Lauren Elkin s’exprime dans un français parfait. Cette Américaine installée depuis longtemps à Paris, passée par Venise (dont elle a tiré un livre, Une année à Venise) et Tokyo, vit aujourd’hui à Paris vers la gare de l’Est, mais passe quelque temps à Liverpool en ce moment avec son compagnon, musicien, qui y enseigne, et leur bébé de 5 mois. Elle est venue nous retrouver à Londres, exactement le vendredi 8 mars, Journée internationale des droits des femmes. “Happy Women’s day !”, nous lance-t-elle en arrivant dans les bureaux de la Wylie agency, en plein cœur de ce Bloomsbury qu’arpentait de long en large Virginia Woolf, l’une des nombreuses figures dont s’est inspirée Elkin, en plus de celles, entre autres, de Jean Rhys, George Sand, Agnès Varda, Sophie Calle et de sa propre expérience.
Elle y raconte s’être perdue dans les rues de Bloomsbury, justement au coin de cette rue sur Bedford Square, la première fois qu’elle est venue couler ses pas dans ceux de l’auteure de Street Haunting – A London Adventure (Au hasard des rues – une aventure londonienne), suivre son fantôme pour mieux s’affirmer en femme libre.
C’est peu avant, en débarquant à Paris poursuivre ses études à la Columbia University dans le VIe arrondissement que cette Américaine née en 1978 a eu l’idée de travailler sur le thème de la femme dans la ville : “J’ai découvert le mot flâneur, flânerie, et je l’ai immédiatement traduit au féminin, flâneuse. J’ai cherché des livres qui parlaient de femmes qui aimaient se promener dans les rues. Très vite, j’ai rencontré des contradictions. Les femmes ne pouvant pas se promener librement dans les rues comme les hommes, la figure de la flâneuse ne pouvait pas exister. Et il me paraissait, en 2011, quand j’ai commencé à travailler sur ce livre, que le problème persistait. »

******************************

• [Consignes]
- 1) D'après l'article, en quelle année Lauren Elkin a-t-elle commencé à travailler sur son livre consacré à la femme dans la ville ?
- 2) Mettez à jour le passage de l'article qui commence par « Elle y raconte » et se poursuit jusqu'à « en femme libre. », en y remplaçant « Bedford Square » par « Russell Square ».
- 3) Rédigez la suite de l'article consacré à Lauren Elkin, à partir de sa dernière phrase.

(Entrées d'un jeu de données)

******************************

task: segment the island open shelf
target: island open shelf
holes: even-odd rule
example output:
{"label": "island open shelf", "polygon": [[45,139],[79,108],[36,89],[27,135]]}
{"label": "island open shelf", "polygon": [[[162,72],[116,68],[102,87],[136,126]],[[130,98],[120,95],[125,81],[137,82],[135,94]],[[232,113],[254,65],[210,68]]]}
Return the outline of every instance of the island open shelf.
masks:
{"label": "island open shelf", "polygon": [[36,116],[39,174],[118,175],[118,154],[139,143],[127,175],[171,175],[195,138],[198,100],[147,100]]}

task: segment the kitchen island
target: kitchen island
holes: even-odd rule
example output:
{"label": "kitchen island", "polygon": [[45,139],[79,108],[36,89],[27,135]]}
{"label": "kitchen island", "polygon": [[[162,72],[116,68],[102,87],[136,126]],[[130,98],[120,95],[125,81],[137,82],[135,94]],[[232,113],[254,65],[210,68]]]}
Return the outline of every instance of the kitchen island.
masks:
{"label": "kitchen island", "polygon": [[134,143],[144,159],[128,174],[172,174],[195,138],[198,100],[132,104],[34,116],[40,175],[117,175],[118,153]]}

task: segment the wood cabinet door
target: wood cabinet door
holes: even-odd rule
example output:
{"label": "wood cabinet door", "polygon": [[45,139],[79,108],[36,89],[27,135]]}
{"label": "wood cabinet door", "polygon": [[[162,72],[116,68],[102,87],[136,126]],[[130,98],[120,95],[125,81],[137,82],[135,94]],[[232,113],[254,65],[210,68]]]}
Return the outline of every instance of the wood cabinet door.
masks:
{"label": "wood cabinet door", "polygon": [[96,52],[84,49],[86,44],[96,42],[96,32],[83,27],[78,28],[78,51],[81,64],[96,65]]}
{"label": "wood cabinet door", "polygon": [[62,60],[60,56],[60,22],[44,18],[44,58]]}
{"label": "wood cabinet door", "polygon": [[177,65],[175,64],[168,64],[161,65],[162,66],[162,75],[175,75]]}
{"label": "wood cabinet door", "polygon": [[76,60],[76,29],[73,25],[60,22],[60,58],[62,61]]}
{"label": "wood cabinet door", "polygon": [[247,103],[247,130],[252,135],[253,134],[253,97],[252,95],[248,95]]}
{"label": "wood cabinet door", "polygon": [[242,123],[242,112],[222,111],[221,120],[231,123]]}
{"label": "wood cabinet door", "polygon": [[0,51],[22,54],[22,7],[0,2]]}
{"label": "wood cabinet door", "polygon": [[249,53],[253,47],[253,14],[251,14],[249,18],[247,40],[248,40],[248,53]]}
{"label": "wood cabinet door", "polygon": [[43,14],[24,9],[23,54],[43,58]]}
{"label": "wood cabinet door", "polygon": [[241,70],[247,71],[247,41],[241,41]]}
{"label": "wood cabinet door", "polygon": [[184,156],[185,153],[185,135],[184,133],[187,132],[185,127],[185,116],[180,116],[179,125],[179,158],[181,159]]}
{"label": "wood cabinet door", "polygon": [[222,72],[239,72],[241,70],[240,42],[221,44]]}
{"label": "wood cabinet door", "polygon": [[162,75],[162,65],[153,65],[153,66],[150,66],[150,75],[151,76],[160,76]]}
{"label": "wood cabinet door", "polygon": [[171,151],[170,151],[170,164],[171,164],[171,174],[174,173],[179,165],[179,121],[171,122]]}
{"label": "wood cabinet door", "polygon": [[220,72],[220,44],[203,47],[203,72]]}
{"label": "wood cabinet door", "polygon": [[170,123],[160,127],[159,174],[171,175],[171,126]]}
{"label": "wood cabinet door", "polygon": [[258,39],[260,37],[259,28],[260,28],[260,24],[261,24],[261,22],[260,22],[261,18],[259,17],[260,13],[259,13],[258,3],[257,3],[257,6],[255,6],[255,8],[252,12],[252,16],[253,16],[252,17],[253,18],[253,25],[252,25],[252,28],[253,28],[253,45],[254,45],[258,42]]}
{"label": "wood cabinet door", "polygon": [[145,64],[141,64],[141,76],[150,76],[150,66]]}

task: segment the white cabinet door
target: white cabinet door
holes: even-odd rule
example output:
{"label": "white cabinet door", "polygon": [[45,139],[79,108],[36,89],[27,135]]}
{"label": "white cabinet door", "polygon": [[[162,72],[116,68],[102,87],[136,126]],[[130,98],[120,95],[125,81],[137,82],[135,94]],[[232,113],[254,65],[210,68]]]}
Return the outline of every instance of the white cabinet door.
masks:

******************************

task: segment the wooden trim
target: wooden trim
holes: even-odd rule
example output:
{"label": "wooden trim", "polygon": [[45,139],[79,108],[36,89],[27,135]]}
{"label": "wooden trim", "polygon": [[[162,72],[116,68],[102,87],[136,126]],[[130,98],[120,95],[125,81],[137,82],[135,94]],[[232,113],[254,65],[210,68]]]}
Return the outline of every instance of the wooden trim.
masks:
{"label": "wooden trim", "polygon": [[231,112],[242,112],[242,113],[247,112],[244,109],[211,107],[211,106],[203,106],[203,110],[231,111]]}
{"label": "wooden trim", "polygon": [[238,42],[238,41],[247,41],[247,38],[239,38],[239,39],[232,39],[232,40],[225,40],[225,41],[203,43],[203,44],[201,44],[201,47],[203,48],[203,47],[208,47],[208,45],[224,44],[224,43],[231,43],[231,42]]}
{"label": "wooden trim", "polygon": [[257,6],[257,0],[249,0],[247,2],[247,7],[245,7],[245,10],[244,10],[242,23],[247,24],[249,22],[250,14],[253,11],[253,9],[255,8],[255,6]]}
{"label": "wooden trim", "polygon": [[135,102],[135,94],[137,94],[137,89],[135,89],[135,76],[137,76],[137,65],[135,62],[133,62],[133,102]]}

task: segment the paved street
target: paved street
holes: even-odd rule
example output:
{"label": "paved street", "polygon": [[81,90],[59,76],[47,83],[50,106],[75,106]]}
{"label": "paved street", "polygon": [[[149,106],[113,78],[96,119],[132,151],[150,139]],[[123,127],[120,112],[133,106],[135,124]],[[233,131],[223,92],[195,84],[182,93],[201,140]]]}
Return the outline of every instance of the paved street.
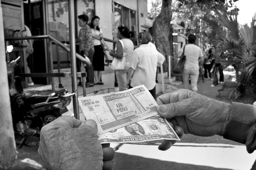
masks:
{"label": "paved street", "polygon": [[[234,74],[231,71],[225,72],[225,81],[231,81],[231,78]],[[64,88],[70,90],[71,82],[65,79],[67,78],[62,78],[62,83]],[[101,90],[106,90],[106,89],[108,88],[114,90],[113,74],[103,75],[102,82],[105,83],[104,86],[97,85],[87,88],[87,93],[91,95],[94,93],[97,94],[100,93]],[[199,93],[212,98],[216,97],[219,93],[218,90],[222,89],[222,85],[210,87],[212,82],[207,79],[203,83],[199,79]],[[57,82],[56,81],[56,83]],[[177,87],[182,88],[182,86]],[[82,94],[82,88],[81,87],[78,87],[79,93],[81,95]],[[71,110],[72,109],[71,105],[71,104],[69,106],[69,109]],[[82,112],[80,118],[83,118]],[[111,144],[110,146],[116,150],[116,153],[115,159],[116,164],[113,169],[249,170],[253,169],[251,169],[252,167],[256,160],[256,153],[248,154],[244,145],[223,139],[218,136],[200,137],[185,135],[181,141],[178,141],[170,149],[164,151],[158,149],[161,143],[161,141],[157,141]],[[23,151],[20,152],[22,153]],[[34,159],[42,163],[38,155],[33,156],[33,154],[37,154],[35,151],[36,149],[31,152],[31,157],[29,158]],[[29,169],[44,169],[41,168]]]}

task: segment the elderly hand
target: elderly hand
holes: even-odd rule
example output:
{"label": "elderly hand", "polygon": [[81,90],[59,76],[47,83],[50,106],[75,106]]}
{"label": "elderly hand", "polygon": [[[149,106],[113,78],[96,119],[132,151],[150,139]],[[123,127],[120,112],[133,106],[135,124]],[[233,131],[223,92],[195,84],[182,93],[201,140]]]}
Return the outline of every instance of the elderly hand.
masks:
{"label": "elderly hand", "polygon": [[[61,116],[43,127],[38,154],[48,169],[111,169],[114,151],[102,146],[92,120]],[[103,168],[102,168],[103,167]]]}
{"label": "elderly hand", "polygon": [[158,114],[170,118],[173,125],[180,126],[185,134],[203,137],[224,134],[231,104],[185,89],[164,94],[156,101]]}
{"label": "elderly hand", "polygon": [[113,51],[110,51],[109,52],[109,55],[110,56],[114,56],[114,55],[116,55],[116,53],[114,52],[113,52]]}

******************************

• [Réponses]
- 1) En 2011.

- 2)
Elle y raconte s’être perdue dans les rues de Bloomsbury, justement au coin de cette rue sur Russell Square, la première fois qu’elle est venue couler ses pas dans ceux de l’auteure de Street Haunting – A London Adventure (Au hasard des rues – une aventure londonienne), suivre son fantôme pour mieux s’affirmer en femme libre.

- 3)
« Ce n’est pas aux femmes de faire quelque chose, c’est aux hommes de changer. C’est à eux de dire : ‘MeToo, moi aussi je suis un porc, et il faut que j’arrête de faire ça”
« Je vivais à Paris, et les problèmes de harcèlement de rue, de micro-agressions, n’arrêtaient pas. Et ça dans tous les quartiers. L’incident le plus marquant qui m’est arrivé s’est produit rue d’Ulm, dans le Ve arrondissement, à midi. Je portais une jupe crayon fendue à l’arrière et un mec a passé sa main à travers et m’a touché le sexe. C’était une violation très claire de mon droit d’exister dans la rue. Il y avait bien un problème pour que les femmes puissent se balader dans les rues, et il me fallait en parler. On me demande beaucoup ce qu’on peut faire, en tant que femme. Je réponds toujours que ce n’est pas aux femmes de faire quelque chose, c’est aux hommes de changer. C’est à eux de dire : ‘MeToo, moi aussi je suis un porc, et il faut que j’arrête de faire ça.”
La sensation claustro d’un emprisonnement
Elkin a grandi dans une zone pavillonnaire de Long Island où il fallait prendre sa voiture pour aller d’un point A à un point B, et où devant la maison de sa famille, il n’y avait même pas de trottoir. Elle se souvient d’une enfance passée à attendre que sa mère l’emmène en voiture ici ou là. La sensation claustro d’un emprisonnement. Autant dire tout pour préparer une gamine à prendre la fuite, à n’aimer rien d’autre que la liberté de se déplacer seule, où elle veut.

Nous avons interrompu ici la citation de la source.